* **Requirement 1**
Copy the section of the grilling thread below between "## Nick Prochilo (May 8, 2006)" and "ScottyDaQ (May 9, 2006)", inclusive.

* **Selected text**
# Lonely me



## Nick Prochilo (May 7, 2006)

Okay, I didn't take a lot of pictures but I feel like I had to try and spark something here. Here's tonights dinner, grilled chicken, sausage and vegetables. Nothing fancy but somebody has to post something here!

http://img56.imageshack.us/slideshow/pl ... 28uih.smil


----------



## Finney (May 7, 2006)

_Nick sings:_
Lonely....... I'm Mr Lonely......................


----------



## Guest (May 7, 2006)

You didn't cook all that!  [-X


----------



## Nick Prochilo (May 7, 2006)

Finney said:
			
		

> _Nick sings:_
> Lonely....... I'm Mr Lonely......................



 :shy:  :bored:


----------



## LarryWolfe (May 8, 2006)

Nick when I first opened that I thought you had a snake on the grill!     What kinda sausage was that?  Everything looked great!


----------



## Captain Morgan (May 8, 2006)

You won't be lonely long if you keep cooking like that.


----------



## Finney (May 8, 2006)

Captain Morgan said:
			
		

> You won't be lonely long if you keep cooking like that.


Great... He'll have a bunch of fat, drunk guys to hang out with.


----------



## Captain Morgan (May 8, 2006)

no that happens when his daughter comes home.


----------



## Finney (May 8, 2006)

Captain Morgan said:
			
		

> no that happens when his daughter comes home.


I'd show up for that too. 8-[


----------



## Bill The Grill Guy (May 8, 2006)

That sausage looked great.  What kind is it?


----------



## Green Hornet (May 8, 2006)

Finney said:
			
		

> Captain Morgan said:
> 
> 
> 
> ...


Well...that should liven things up here....be careful what ya ask for around these guys...yall should know better! :!:


----------



## Nick Prochilo (May 8, 2006)

The sausage was Sweet Italian with cheese & fennel seed (Chris yells hooray!). My wife picked it up at the local supermarket. It was good, but not as good as the sausage we picked up from Trader Joes a couple of weeks ago.


----------



## ScottyDaQ (May 9, 2006)

Yum Yum! 
 =P~  =P~  =P~


----------



## Finney (May 9, 2006)

Nick Prochilo said:
			
		

> The sausage was Sweet Italian with cheese & fennel seed (Chris yells hooray!). My wife picked it up at the local supermarket. It was good, but not as good as the sausage we picked up from Trader Joes a couple of weeks ago.


Oh yeah, I almost forgot........................ "Hooray" 8-[


----------

* **Requirement 2**
Rewrite only the lines of the records below between the line holding "Phrase -- low building" and the end of the records, inclusive, putting "tower crane" in place of "construction crane" and leaving all else unchanged.

* **Listed records**
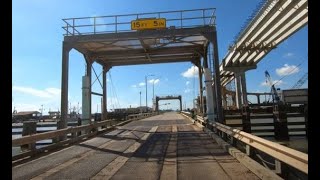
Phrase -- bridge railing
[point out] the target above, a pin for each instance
(291, 157)
(78, 133)
(122, 23)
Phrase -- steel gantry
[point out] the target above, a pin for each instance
(112, 43)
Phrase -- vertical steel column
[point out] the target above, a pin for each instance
(64, 85)
(200, 88)
(104, 93)
(180, 103)
(217, 77)
(244, 88)
(258, 99)
(89, 74)
(238, 90)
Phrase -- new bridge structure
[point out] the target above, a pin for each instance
(170, 145)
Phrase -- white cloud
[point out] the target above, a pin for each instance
(287, 70)
(277, 82)
(154, 81)
(47, 93)
(26, 107)
(187, 90)
(288, 55)
(191, 72)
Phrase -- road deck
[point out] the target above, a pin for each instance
(166, 146)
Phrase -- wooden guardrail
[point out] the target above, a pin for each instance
(296, 127)
(282, 153)
(86, 130)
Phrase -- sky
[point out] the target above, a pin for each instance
(37, 37)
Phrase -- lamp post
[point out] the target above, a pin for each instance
(147, 90)
(140, 99)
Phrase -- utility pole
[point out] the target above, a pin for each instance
(140, 99)
(147, 89)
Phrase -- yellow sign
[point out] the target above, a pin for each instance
(148, 24)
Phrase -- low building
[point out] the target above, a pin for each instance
(54, 114)
(25, 115)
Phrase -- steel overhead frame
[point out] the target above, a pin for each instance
(186, 36)
(158, 98)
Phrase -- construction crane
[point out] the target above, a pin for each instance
(301, 81)
(275, 96)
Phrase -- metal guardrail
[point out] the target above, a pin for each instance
(122, 23)
(282, 153)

* **Complete response 1**
## Nick Prochilo (May 8, 2006)

The sausage was Sweet Italian with cheese & fennel seed (Chris yells hooray!). My wife picked it up at the local supermarket. It was good, but not as good as the sausage we picked up from Trader Joes a couple of weeks ago.


----------



## ScottyDaQ (May 9, 2006)

* **Complete response 2**
Phrase -- low building
[point out] the target above, a pin for each instance
(54, 114)
(25, 115)
Phrase -- steel overhead frame
[point out] the target above, a pin for each instance
(186, 36)
(158, 98)
Phrase -- tower crane
[point out] the target above, a pin for each instance
(301, 81)
(275, 96)
Phrase -- metal guardrail
[point out] the target above, a pin for each instance
(122, 23)
(282, 153)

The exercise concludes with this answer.